Your objective: Which lines in the records below contain the string "sign"? Show each of those lines in full, and treat uppercase and lowercase as different.
↓
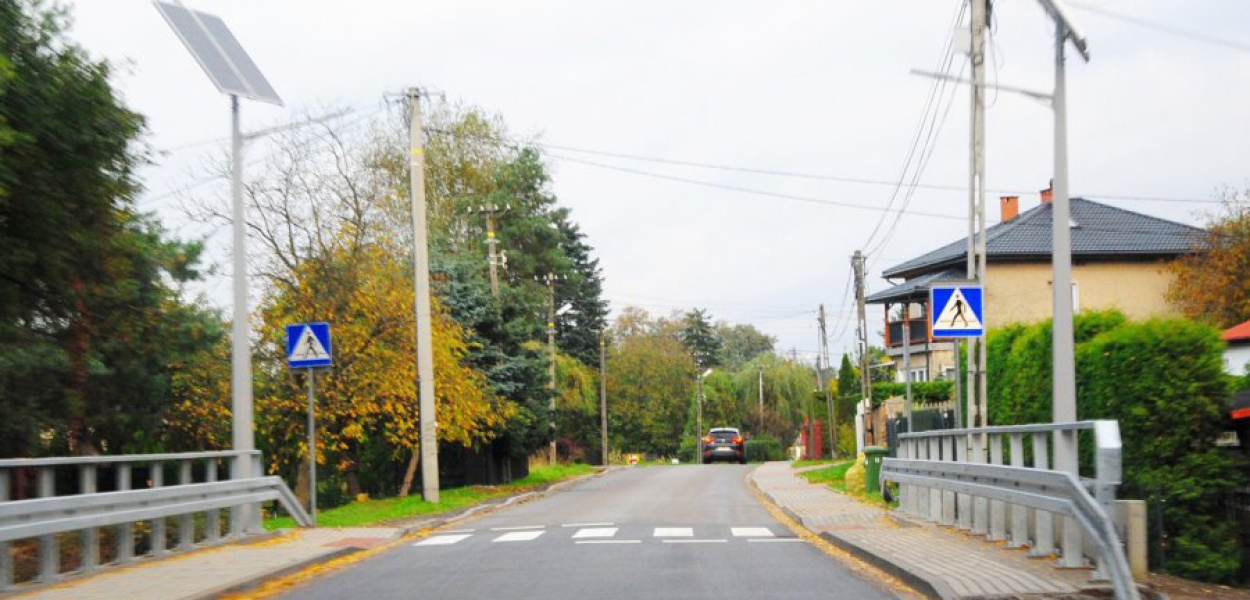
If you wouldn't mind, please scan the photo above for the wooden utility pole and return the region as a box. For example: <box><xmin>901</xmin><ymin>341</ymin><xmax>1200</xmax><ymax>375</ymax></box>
<box><xmin>818</xmin><ymin>304</ymin><xmax>838</xmax><ymax>458</ymax></box>
<box><xmin>851</xmin><ymin>250</ymin><xmax>873</xmax><ymax>456</ymax></box>
<box><xmin>599</xmin><ymin>330</ymin><xmax>608</xmax><ymax>466</ymax></box>
<box><xmin>408</xmin><ymin>89</ymin><xmax>439</xmax><ymax>503</ymax></box>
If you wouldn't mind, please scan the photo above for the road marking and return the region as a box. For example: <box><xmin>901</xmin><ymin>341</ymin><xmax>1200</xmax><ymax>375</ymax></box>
<box><xmin>653</xmin><ymin>528</ymin><xmax>695</xmax><ymax>538</ymax></box>
<box><xmin>490</xmin><ymin>531</ymin><xmax>544</xmax><ymax>541</ymax></box>
<box><xmin>729</xmin><ymin>528</ymin><xmax>773</xmax><ymax>538</ymax></box>
<box><xmin>573</xmin><ymin>528</ymin><xmax>616</xmax><ymax>539</ymax></box>
<box><xmin>413</xmin><ymin>534</ymin><xmax>473</xmax><ymax>546</ymax></box>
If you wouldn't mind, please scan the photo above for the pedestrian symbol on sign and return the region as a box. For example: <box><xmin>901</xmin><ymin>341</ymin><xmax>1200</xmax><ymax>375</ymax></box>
<box><xmin>286</xmin><ymin>323</ymin><xmax>331</xmax><ymax>369</ymax></box>
<box><xmin>929</xmin><ymin>284</ymin><xmax>985</xmax><ymax>338</ymax></box>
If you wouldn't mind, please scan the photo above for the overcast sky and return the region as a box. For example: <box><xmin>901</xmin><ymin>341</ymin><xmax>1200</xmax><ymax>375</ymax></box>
<box><xmin>63</xmin><ymin>0</ymin><xmax>1250</xmax><ymax>360</ymax></box>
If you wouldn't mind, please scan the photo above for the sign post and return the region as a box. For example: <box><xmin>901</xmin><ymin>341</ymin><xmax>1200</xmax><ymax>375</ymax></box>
<box><xmin>929</xmin><ymin>283</ymin><xmax>986</xmax><ymax>435</ymax></box>
<box><xmin>286</xmin><ymin>323</ymin><xmax>331</xmax><ymax>525</ymax></box>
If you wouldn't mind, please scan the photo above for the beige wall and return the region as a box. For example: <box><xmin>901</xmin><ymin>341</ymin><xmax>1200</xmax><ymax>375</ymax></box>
<box><xmin>985</xmin><ymin>263</ymin><xmax>1173</xmax><ymax>329</ymax></box>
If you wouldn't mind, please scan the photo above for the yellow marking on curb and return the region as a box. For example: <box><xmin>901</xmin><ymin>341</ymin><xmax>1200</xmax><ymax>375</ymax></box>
<box><xmin>227</xmin><ymin>471</ymin><xmax>606</xmax><ymax>600</ymax></box>
<box><xmin>748</xmin><ymin>475</ymin><xmax>929</xmax><ymax>599</ymax></box>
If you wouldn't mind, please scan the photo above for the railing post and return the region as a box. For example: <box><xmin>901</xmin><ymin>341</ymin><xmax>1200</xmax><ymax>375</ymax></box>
<box><xmin>118</xmin><ymin>463</ymin><xmax>135</xmax><ymax>565</ymax></box>
<box><xmin>1029</xmin><ymin>434</ymin><xmax>1055</xmax><ymax>556</ymax></box>
<box><xmin>230</xmin><ymin>453</ymin><xmax>249</xmax><ymax>538</ymax></box>
<box><xmin>990</xmin><ymin>434</ymin><xmax>1008</xmax><ymax>541</ymax></box>
<box><xmin>79</xmin><ymin>465</ymin><xmax>100</xmax><ymax>573</ymax></box>
<box><xmin>0</xmin><ymin>469</ymin><xmax>13</xmax><ymax>593</ymax></box>
<box><xmin>1055</xmin><ymin>429</ymin><xmax>1085</xmax><ymax>569</ymax></box>
<box><xmin>39</xmin><ymin>466</ymin><xmax>61</xmax><ymax>584</ymax></box>
<box><xmin>178</xmin><ymin>459</ymin><xmax>195</xmax><ymax>550</ymax></box>
<box><xmin>150</xmin><ymin>463</ymin><xmax>165</xmax><ymax>556</ymax></box>
<box><xmin>938</xmin><ymin>435</ymin><xmax>959</xmax><ymax>528</ymax></box>
<box><xmin>1008</xmin><ymin>434</ymin><xmax>1029</xmax><ymax>548</ymax></box>
<box><xmin>204</xmin><ymin>459</ymin><xmax>221</xmax><ymax>544</ymax></box>
<box><xmin>928</xmin><ymin>436</ymin><xmax>941</xmax><ymax>523</ymax></box>
<box><xmin>970</xmin><ymin>433</ymin><xmax>990</xmax><ymax>535</ymax></box>
<box><xmin>955</xmin><ymin>434</ymin><xmax>973</xmax><ymax>531</ymax></box>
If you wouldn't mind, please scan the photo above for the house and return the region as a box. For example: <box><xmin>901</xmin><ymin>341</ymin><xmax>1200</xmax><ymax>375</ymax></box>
<box><xmin>866</xmin><ymin>189</ymin><xmax>1204</xmax><ymax>381</ymax></box>
<box><xmin>1220</xmin><ymin>321</ymin><xmax>1250</xmax><ymax>378</ymax></box>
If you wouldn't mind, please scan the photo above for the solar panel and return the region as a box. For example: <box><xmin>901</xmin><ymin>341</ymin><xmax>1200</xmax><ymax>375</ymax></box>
<box><xmin>154</xmin><ymin>1</ymin><xmax>283</xmax><ymax>105</ymax></box>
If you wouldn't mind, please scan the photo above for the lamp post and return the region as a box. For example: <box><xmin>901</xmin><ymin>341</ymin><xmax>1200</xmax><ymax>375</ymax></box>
<box><xmin>695</xmin><ymin>369</ymin><xmax>711</xmax><ymax>463</ymax></box>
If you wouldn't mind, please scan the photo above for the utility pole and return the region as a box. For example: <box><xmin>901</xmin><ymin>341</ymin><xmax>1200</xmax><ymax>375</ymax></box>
<box><xmin>820</xmin><ymin>304</ymin><xmax>838</xmax><ymax>458</ymax></box>
<box><xmin>903</xmin><ymin>299</ymin><xmax>913</xmax><ymax>434</ymax></box>
<box><xmin>599</xmin><ymin>330</ymin><xmax>608</xmax><ymax>466</ymax></box>
<box><xmin>851</xmin><ymin>250</ymin><xmax>873</xmax><ymax>456</ymax></box>
<box><xmin>544</xmin><ymin>271</ymin><xmax>558</xmax><ymax>465</ymax></box>
<box><xmin>408</xmin><ymin>89</ymin><xmax>439</xmax><ymax>503</ymax></box>
<box><xmin>760</xmin><ymin>365</ymin><xmax>764</xmax><ymax>431</ymax></box>
<box><xmin>968</xmin><ymin>0</ymin><xmax>988</xmax><ymax>442</ymax></box>
<box><xmin>471</xmin><ymin>204</ymin><xmax>508</xmax><ymax>296</ymax></box>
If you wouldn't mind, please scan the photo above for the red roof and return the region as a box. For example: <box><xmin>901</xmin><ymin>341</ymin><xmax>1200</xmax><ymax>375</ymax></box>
<box><xmin>1220</xmin><ymin>321</ymin><xmax>1250</xmax><ymax>341</ymax></box>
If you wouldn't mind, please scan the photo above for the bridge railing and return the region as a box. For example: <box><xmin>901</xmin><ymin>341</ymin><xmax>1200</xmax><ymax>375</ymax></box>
<box><xmin>881</xmin><ymin>420</ymin><xmax>1136</xmax><ymax>598</ymax></box>
<box><xmin>0</xmin><ymin>450</ymin><xmax>308</xmax><ymax>591</ymax></box>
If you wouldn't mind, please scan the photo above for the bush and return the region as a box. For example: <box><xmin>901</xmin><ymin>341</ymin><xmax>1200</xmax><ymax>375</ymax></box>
<box><xmin>986</xmin><ymin>311</ymin><xmax>1244</xmax><ymax>583</ymax></box>
<box><xmin>746</xmin><ymin>435</ymin><xmax>786</xmax><ymax>463</ymax></box>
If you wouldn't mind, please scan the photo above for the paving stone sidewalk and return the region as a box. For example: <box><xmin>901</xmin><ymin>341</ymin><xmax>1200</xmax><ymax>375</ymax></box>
<box><xmin>751</xmin><ymin>463</ymin><xmax>1109</xmax><ymax>600</ymax></box>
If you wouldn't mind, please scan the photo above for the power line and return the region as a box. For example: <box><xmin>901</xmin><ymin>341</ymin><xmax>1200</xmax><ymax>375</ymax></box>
<box><xmin>549</xmin><ymin>154</ymin><xmax>963</xmax><ymax>220</ymax></box>
<box><xmin>1071</xmin><ymin>3</ymin><xmax>1250</xmax><ymax>53</ymax></box>
<box><xmin>863</xmin><ymin>0</ymin><xmax>966</xmax><ymax>254</ymax></box>
<box><xmin>428</xmin><ymin>129</ymin><xmax>1220</xmax><ymax>205</ymax></box>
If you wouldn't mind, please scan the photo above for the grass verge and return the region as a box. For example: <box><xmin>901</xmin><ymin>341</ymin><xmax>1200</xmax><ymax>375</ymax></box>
<box><xmin>265</xmin><ymin>464</ymin><xmax>594</xmax><ymax>530</ymax></box>
<box><xmin>799</xmin><ymin>460</ymin><xmax>896</xmax><ymax>508</ymax></box>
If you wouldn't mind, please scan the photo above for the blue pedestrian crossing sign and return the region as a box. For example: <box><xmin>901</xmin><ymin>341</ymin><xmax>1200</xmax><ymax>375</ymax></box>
<box><xmin>286</xmin><ymin>323</ymin><xmax>330</xmax><ymax>369</ymax></box>
<box><xmin>929</xmin><ymin>284</ymin><xmax>985</xmax><ymax>338</ymax></box>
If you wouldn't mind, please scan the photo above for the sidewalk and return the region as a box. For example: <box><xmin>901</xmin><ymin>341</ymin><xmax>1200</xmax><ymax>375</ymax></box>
<box><xmin>751</xmin><ymin>463</ymin><xmax>1110</xmax><ymax>600</ymax></box>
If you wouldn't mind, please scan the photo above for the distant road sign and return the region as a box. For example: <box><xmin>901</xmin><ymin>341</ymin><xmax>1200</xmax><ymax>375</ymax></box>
<box><xmin>929</xmin><ymin>284</ymin><xmax>985</xmax><ymax>338</ymax></box>
<box><xmin>286</xmin><ymin>323</ymin><xmax>331</xmax><ymax>369</ymax></box>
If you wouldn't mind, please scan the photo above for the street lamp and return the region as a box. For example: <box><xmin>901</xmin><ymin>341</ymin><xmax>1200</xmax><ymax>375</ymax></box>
<box><xmin>695</xmin><ymin>369</ymin><xmax>711</xmax><ymax>463</ymax></box>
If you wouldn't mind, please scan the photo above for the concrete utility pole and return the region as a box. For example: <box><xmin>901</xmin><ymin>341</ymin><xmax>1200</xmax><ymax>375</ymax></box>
<box><xmin>599</xmin><ymin>330</ymin><xmax>608</xmax><ymax>466</ymax></box>
<box><xmin>408</xmin><ymin>89</ymin><xmax>439</xmax><ymax>503</ymax></box>
<box><xmin>903</xmin><ymin>305</ymin><xmax>913</xmax><ymax>434</ymax></box>
<box><xmin>968</xmin><ymin>0</ymin><xmax>988</xmax><ymax>440</ymax></box>
<box><xmin>544</xmin><ymin>273</ymin><xmax>559</xmax><ymax>465</ymax></box>
<box><xmin>471</xmin><ymin>204</ymin><xmax>508</xmax><ymax>296</ymax></box>
<box><xmin>851</xmin><ymin>250</ymin><xmax>873</xmax><ymax>456</ymax></box>
<box><xmin>818</xmin><ymin>304</ymin><xmax>838</xmax><ymax>458</ymax></box>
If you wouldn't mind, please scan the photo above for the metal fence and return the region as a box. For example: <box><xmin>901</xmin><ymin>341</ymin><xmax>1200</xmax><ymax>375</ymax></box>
<box><xmin>0</xmin><ymin>450</ymin><xmax>309</xmax><ymax>591</ymax></box>
<box><xmin>881</xmin><ymin>421</ymin><xmax>1138</xmax><ymax>599</ymax></box>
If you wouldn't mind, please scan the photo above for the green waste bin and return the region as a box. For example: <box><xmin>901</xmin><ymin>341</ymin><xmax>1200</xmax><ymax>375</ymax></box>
<box><xmin>864</xmin><ymin>446</ymin><xmax>890</xmax><ymax>494</ymax></box>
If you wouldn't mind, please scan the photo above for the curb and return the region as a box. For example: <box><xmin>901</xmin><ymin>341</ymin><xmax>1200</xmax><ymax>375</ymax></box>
<box><xmin>185</xmin><ymin>548</ymin><xmax>361</xmax><ymax>600</ymax></box>
<box><xmin>185</xmin><ymin>469</ymin><xmax>611</xmax><ymax>600</ymax></box>
<box><xmin>750</xmin><ymin>473</ymin><xmax>959</xmax><ymax>600</ymax></box>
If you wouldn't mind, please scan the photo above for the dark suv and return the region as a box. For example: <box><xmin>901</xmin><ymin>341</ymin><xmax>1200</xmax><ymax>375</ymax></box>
<box><xmin>703</xmin><ymin>428</ymin><xmax>746</xmax><ymax>465</ymax></box>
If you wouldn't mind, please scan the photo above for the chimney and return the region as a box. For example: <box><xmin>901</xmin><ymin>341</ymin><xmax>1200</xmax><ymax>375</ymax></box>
<box><xmin>999</xmin><ymin>196</ymin><xmax>1020</xmax><ymax>223</ymax></box>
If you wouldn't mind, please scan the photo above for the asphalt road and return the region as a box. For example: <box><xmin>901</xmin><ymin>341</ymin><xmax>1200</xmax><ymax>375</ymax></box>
<box><xmin>281</xmin><ymin>465</ymin><xmax>894</xmax><ymax>600</ymax></box>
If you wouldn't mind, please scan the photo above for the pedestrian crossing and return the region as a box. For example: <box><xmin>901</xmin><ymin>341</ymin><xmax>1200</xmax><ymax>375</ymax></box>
<box><xmin>413</xmin><ymin>523</ymin><xmax>803</xmax><ymax>548</ymax></box>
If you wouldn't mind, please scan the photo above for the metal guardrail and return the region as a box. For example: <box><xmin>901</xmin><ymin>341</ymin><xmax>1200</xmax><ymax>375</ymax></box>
<box><xmin>0</xmin><ymin>451</ymin><xmax>310</xmax><ymax>591</ymax></box>
<box><xmin>881</xmin><ymin>421</ymin><xmax>1139</xmax><ymax>599</ymax></box>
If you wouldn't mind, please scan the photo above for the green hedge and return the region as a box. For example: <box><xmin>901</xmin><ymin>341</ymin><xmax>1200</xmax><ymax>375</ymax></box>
<box><xmin>986</xmin><ymin>311</ymin><xmax>1245</xmax><ymax>583</ymax></box>
<box><xmin>873</xmin><ymin>380</ymin><xmax>955</xmax><ymax>404</ymax></box>
<box><xmin>746</xmin><ymin>435</ymin><xmax>786</xmax><ymax>463</ymax></box>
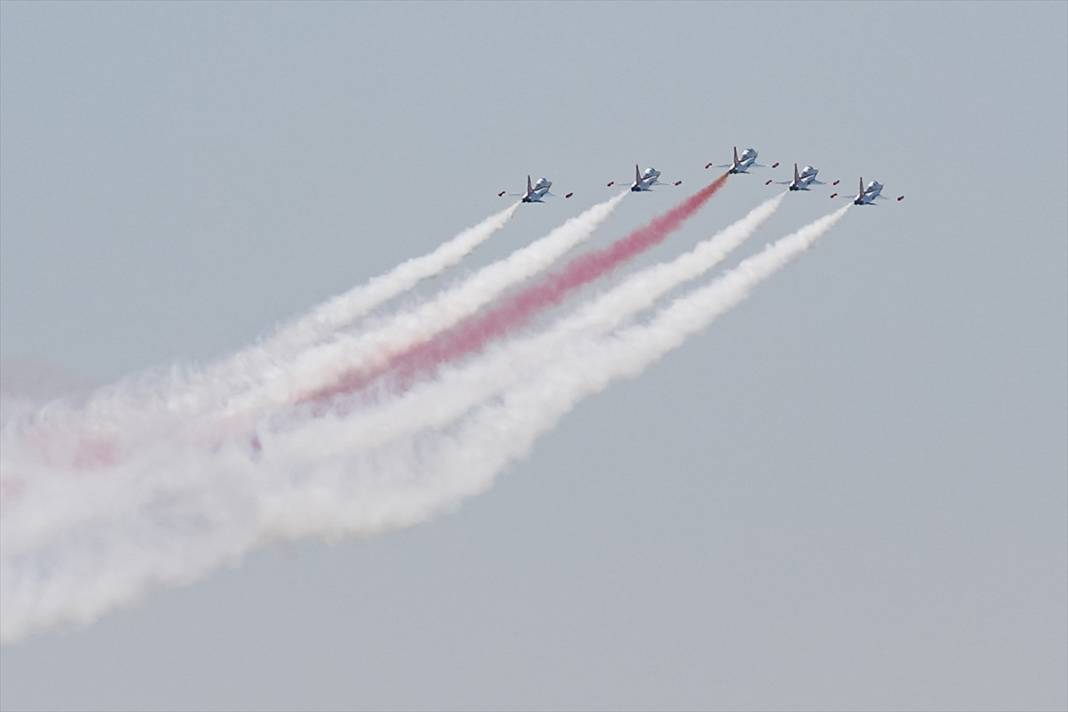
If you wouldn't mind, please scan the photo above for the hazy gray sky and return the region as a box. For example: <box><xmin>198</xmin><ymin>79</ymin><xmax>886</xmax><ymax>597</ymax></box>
<box><xmin>0</xmin><ymin>1</ymin><xmax>1068</xmax><ymax>710</ymax></box>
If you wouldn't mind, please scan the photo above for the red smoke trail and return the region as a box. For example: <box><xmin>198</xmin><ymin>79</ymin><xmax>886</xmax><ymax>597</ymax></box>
<box><xmin>300</xmin><ymin>174</ymin><xmax>727</xmax><ymax>404</ymax></box>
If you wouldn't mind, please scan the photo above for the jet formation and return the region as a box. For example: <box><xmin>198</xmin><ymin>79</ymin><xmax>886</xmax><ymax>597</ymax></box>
<box><xmin>497</xmin><ymin>146</ymin><xmax>905</xmax><ymax>205</ymax></box>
↑
Expected answer:
If you wouldn't mind, please scan the photo above for the pedestrian symbol on sign and return the region as a box. For example: <box><xmin>901</xmin><ymin>341</ymin><xmax>1200</xmax><ymax>375</ymax></box>
If you wouldn't mind, please scan the photo above for the sign post and return the region as a box. For example: <box><xmin>901</xmin><ymin>341</ymin><xmax>1200</xmax><ymax>375</ymax></box>
If you wouldn't mind, please scan the photo above for the blue pedestrian crossing sign and return the region as a box. For example: <box><xmin>901</xmin><ymin>341</ymin><xmax>1200</xmax><ymax>375</ymax></box>
If you wouldn't mind, please scan the photo above for the distant road sign and return the region as a box. For example: <box><xmin>901</xmin><ymin>341</ymin><xmax>1200</xmax><ymax>375</ymax></box>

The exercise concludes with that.